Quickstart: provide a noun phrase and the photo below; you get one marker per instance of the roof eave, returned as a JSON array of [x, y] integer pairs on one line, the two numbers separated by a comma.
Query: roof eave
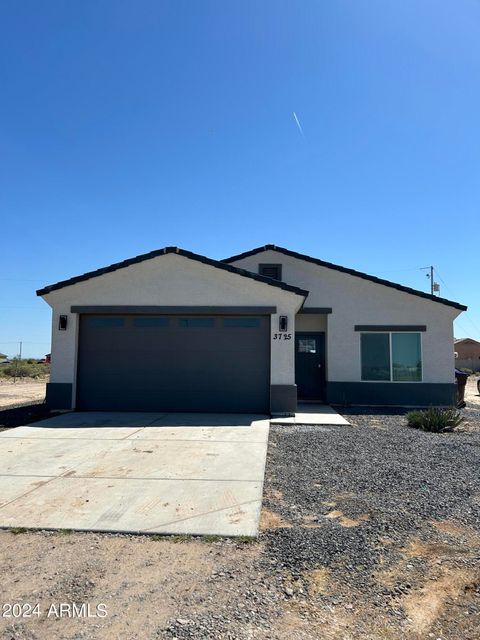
[[352, 272], [166, 250]]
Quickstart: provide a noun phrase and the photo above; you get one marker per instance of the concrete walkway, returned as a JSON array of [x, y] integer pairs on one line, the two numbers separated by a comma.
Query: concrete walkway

> **WORK ITEM**
Take the entries above and set them down exactly, minus the pictures.

> **EXERCISE OUTPUT**
Quickstart: provide a noun phrase and the photo below; you get one marker per instance of the roof eave, returned as a JSON array of [x, y] integer pairs on one line, the two numbers separated by a comma.
Query: roof eave
[[352, 272], [166, 250]]
Quickstart: provide a noun phrase and the photo above; you get one marker per instance of the concrete walkway, returned as a JSON array of [x, y] integer pairs on one line, the two numbers separated by a comma.
Query: concrete walkway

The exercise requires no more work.